Point annotation records
»»

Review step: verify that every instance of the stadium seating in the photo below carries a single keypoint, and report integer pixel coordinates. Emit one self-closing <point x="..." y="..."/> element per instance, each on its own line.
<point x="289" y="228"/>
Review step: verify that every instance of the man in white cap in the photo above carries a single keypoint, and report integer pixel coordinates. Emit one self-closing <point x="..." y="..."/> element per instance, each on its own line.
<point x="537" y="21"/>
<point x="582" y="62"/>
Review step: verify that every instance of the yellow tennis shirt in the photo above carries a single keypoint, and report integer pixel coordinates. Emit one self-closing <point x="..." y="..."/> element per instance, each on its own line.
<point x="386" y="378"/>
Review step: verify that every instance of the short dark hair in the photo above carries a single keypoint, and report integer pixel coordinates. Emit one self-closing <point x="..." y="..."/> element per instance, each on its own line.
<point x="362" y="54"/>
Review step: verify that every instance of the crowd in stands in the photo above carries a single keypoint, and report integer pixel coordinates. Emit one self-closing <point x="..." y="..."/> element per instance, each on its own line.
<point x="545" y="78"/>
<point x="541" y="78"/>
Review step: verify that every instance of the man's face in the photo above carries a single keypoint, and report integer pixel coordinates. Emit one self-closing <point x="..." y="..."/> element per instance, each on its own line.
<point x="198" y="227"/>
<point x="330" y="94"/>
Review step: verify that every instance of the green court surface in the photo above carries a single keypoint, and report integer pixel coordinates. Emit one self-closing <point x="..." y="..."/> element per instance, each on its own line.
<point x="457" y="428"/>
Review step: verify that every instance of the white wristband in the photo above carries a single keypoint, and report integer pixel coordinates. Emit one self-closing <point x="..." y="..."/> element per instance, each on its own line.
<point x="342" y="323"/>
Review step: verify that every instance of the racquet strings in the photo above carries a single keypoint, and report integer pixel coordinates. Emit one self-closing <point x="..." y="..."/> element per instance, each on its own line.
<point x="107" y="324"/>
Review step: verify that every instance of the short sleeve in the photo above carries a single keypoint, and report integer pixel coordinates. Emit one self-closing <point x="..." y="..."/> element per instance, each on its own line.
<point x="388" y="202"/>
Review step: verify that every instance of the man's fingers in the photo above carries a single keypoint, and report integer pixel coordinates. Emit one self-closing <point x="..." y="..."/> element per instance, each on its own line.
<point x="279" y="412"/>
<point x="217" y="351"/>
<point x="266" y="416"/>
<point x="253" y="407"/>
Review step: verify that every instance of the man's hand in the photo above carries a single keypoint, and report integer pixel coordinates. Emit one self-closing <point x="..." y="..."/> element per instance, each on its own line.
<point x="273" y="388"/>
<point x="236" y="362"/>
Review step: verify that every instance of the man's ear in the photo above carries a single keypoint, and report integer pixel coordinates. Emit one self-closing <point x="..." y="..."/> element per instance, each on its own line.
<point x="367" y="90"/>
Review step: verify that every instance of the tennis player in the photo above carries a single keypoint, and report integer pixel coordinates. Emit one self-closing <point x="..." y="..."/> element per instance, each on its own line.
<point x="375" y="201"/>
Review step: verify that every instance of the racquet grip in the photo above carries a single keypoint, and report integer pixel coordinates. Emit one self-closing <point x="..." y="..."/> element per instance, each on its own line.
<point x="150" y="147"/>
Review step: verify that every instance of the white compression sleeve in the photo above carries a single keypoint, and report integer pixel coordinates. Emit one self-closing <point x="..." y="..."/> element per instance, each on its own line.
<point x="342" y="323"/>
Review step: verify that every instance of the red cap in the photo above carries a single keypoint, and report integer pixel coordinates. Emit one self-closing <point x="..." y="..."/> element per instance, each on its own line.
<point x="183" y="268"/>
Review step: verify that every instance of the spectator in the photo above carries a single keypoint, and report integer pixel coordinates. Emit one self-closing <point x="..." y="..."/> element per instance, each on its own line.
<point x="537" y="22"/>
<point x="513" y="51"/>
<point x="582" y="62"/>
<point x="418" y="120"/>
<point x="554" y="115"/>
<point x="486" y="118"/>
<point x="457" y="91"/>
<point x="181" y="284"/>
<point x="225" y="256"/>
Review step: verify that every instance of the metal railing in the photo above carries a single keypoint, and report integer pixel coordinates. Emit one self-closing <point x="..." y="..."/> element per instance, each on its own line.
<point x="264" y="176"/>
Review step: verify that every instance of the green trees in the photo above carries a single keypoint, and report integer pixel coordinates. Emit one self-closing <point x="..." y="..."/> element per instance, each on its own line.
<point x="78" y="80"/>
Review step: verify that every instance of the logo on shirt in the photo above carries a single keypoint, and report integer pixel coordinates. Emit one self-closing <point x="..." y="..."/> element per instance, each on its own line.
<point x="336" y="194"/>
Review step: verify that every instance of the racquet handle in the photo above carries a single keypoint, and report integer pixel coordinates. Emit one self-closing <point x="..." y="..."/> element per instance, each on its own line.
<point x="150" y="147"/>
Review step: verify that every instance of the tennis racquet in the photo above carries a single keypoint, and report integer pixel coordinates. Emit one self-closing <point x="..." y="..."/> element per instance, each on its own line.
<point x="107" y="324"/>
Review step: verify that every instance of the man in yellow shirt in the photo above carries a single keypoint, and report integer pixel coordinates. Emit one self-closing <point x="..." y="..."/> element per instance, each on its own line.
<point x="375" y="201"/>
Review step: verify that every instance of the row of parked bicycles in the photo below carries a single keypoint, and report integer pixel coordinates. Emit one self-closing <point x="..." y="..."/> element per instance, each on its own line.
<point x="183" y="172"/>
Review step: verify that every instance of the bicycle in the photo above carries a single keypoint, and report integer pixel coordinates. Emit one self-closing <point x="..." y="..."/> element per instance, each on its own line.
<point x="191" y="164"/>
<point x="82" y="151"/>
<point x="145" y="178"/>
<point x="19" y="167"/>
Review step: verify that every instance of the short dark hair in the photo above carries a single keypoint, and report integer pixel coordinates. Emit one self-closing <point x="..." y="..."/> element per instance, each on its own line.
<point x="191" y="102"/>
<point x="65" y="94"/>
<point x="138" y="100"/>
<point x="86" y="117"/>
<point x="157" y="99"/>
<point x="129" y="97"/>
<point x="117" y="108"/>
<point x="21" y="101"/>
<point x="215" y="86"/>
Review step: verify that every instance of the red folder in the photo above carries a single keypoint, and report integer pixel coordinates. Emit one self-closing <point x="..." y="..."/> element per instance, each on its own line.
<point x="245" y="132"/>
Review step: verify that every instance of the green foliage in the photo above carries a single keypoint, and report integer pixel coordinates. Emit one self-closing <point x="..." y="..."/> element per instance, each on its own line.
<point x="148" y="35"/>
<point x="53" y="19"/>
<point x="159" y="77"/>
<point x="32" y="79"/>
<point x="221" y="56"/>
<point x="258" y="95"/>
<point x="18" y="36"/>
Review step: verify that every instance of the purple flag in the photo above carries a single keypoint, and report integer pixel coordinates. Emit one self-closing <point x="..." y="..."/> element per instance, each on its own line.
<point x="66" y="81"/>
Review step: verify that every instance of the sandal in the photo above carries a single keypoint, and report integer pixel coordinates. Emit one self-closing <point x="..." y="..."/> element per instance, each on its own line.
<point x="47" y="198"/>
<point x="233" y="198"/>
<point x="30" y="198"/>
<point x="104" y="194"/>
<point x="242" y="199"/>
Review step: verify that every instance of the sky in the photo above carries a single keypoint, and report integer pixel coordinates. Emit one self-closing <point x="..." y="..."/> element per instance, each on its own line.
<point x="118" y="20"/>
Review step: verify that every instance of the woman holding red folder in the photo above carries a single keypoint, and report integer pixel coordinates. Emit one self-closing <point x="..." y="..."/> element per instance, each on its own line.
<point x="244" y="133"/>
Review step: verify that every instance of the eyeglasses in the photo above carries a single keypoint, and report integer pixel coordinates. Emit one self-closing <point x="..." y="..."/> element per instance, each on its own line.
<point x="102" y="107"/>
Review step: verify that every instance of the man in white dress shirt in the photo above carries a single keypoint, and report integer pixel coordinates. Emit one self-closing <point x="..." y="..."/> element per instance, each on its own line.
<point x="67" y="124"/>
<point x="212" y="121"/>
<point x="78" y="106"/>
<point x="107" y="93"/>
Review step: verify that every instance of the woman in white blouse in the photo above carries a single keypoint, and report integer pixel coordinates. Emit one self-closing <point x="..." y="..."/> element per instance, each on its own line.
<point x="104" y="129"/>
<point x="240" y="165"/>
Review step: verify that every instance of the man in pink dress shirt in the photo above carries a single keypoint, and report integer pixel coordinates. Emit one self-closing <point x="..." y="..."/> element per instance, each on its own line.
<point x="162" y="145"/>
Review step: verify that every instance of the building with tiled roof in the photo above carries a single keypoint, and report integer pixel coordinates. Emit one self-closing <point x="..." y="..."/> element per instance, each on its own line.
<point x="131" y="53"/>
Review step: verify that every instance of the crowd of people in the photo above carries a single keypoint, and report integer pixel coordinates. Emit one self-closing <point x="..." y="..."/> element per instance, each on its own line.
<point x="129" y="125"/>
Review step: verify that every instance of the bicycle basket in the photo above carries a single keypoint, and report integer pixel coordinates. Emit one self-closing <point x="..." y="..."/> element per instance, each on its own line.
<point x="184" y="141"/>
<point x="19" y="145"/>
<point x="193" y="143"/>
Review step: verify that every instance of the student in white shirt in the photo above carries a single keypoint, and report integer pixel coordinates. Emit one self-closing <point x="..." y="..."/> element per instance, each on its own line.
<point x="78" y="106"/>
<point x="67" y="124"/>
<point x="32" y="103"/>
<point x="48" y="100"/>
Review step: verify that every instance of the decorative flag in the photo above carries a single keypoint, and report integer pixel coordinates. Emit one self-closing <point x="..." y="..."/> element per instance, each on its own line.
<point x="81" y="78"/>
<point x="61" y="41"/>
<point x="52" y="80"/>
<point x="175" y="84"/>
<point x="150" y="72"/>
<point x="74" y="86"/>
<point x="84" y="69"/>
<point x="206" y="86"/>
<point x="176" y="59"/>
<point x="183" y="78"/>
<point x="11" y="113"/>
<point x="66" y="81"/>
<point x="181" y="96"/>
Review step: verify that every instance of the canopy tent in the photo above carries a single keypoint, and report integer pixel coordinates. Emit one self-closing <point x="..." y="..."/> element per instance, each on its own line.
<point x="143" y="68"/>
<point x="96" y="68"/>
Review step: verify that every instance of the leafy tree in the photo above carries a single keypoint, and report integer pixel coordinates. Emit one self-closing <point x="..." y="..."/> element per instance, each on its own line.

««

Problem to solve: Can you reproduce every line of the records from the line containing "Review step: verify that every instance of the student" through the end of the records, both ends included, offsetting each x and y coordinate in the answers by adding 34 and leaving all other text as it is?

In response:
Review step: verify that every instance of the student in white shirt in the photo above carries a single keypoint, and report integer pixel coordinates. Emit one self-closing <point x="..." y="..."/> element per instance, each on its own line.
<point x="112" y="140"/>
<point x="101" y="158"/>
<point x="66" y="137"/>
<point x="82" y="134"/>
Review step: verify that every instance of the decorative flag in the photo above carries a single keypoint, and report integer pixel coordinates. Emit one self-closing <point x="..." y="..."/> element per instance, each on its own line.
<point x="115" y="112"/>
<point x="95" y="75"/>
<point x="86" y="114"/>
<point x="209" y="118"/>
<point x="184" y="106"/>
<point x="108" y="120"/>
<point x="118" y="103"/>
<point x="240" y="120"/>
<point x="210" y="93"/>
<point x="217" y="112"/>
<point x="45" y="147"/>
<point x="100" y="115"/>
<point x="215" y="130"/>
Review step: verify that every instance of the canopy tent in the photo above carries a single keypoint, and report integer pixel coordinates. Emit one self-closing <point x="..." y="..."/> element per instance, each on its own line.
<point x="177" y="102"/>
<point x="130" y="102"/>
Review step: verify that every instance of the leafy tree in the photo above carries a single keypoint, and report integer pixel coordinates. Emit one self-closing <point x="..." y="..."/> element per instance, each on its own line.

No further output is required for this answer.